The request
Locate each line below that contains the string "item" and copy every one of those lines in full.

═══ Exercise material ═══

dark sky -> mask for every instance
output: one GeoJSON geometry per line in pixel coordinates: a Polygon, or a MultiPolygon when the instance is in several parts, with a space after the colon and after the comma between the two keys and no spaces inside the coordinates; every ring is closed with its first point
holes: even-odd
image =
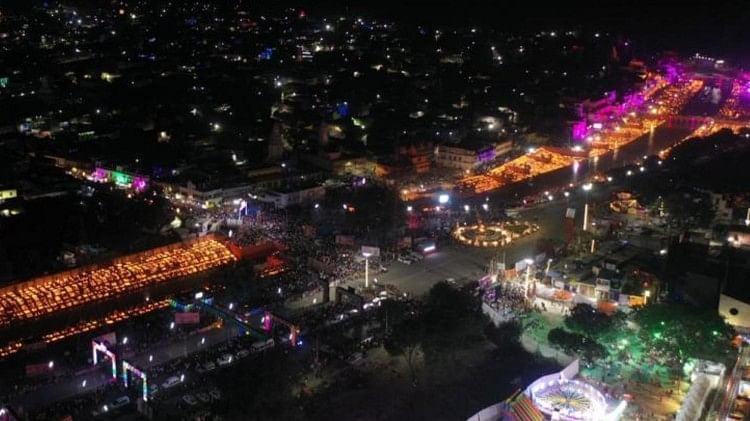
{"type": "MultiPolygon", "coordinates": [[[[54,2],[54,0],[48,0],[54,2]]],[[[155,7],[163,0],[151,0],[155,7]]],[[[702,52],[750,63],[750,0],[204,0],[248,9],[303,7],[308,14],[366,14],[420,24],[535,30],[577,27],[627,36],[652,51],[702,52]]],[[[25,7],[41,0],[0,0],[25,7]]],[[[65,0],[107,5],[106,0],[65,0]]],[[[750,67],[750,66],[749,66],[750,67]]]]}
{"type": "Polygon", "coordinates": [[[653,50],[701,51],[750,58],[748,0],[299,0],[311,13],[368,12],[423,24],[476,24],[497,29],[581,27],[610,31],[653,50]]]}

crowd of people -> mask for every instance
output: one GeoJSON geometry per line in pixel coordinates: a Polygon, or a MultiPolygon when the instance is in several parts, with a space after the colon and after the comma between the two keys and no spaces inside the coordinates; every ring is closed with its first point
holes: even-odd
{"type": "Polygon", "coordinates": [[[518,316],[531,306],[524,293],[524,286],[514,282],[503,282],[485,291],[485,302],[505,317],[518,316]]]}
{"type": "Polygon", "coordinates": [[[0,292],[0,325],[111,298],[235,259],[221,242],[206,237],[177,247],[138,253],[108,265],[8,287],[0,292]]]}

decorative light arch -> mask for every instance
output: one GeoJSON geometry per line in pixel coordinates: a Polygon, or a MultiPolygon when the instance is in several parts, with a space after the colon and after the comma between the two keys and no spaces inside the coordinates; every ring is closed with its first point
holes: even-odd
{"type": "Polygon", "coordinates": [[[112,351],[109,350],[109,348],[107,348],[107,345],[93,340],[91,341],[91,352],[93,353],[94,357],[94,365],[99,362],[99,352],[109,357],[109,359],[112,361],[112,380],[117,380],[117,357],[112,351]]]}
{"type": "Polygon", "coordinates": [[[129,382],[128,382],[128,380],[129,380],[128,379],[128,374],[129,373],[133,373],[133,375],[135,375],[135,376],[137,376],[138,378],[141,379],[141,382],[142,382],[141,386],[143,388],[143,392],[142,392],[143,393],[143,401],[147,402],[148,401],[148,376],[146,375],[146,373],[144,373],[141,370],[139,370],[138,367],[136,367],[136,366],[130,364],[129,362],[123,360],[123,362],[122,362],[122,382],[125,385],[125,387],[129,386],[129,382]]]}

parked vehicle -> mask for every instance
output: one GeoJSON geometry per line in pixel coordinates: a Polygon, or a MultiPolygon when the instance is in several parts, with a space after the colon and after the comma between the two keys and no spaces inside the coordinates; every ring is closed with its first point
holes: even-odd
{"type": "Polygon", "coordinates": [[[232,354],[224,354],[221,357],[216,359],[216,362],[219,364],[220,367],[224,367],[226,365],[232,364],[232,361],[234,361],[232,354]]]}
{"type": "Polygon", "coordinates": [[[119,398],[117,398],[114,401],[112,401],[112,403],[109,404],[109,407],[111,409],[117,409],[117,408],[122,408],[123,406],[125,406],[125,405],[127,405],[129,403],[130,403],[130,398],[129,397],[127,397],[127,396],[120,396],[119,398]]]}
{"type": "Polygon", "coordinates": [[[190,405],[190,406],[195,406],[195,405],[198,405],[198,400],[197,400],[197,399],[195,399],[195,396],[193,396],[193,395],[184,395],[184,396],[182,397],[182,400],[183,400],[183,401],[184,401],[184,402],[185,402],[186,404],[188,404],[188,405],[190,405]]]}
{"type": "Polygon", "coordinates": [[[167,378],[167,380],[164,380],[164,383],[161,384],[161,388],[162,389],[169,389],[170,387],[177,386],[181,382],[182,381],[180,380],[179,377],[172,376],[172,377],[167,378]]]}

═══
═══ Exercise material ═══

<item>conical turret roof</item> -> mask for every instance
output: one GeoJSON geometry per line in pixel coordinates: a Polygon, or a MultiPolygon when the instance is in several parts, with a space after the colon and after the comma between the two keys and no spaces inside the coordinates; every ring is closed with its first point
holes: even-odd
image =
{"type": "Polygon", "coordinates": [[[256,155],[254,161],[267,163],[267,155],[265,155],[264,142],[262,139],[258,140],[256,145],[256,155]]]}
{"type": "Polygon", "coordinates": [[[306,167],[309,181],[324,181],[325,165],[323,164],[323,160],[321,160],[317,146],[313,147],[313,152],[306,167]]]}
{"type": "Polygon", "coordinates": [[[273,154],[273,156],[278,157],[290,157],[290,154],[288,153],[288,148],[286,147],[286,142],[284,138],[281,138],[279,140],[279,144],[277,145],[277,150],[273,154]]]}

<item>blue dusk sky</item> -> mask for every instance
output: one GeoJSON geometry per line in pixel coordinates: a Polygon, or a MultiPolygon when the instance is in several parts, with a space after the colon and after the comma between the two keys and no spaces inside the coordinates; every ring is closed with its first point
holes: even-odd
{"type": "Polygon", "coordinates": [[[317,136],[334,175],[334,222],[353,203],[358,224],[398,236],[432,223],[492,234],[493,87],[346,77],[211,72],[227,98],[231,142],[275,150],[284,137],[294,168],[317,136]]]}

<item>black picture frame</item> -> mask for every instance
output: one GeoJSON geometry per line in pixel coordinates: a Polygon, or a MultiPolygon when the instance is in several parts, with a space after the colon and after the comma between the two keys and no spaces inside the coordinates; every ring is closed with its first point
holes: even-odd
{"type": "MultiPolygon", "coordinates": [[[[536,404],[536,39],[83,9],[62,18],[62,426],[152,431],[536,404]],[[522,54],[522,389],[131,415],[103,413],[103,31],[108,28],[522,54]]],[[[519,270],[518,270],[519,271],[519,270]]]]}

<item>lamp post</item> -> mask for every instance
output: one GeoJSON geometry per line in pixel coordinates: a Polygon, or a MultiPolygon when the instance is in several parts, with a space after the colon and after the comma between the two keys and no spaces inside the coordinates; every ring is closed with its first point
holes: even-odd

═══
═══ Exercise material ═══

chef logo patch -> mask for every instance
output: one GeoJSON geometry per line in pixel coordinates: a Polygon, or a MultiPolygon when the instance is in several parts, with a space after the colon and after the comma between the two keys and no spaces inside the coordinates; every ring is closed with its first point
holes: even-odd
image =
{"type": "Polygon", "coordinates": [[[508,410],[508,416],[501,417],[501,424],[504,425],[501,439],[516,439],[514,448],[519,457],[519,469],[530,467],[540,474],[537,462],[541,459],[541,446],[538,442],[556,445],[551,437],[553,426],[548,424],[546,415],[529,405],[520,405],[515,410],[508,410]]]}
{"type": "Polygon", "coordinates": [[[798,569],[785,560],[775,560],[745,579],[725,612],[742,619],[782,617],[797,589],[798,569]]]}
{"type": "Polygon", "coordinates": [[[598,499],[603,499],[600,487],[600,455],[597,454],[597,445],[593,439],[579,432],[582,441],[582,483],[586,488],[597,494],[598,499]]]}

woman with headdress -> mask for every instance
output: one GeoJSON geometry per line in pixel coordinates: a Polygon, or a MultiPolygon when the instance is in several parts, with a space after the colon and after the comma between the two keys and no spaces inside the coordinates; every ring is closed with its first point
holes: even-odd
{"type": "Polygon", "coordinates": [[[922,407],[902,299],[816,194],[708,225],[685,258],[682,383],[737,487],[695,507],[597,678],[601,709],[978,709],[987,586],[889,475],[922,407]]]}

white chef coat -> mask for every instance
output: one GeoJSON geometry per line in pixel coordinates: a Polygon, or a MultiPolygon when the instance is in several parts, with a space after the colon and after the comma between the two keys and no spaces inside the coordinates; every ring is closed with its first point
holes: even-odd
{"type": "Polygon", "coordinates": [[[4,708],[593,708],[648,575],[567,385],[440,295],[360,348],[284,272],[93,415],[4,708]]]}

═══

Complete response
<item>conical turret roof</item> -> mask for every instance
<item>blue dusk sky</item> -> mask for every instance
<item>black picture frame</item> -> mask for every instance
<item>lamp post</item> -> mask for every instance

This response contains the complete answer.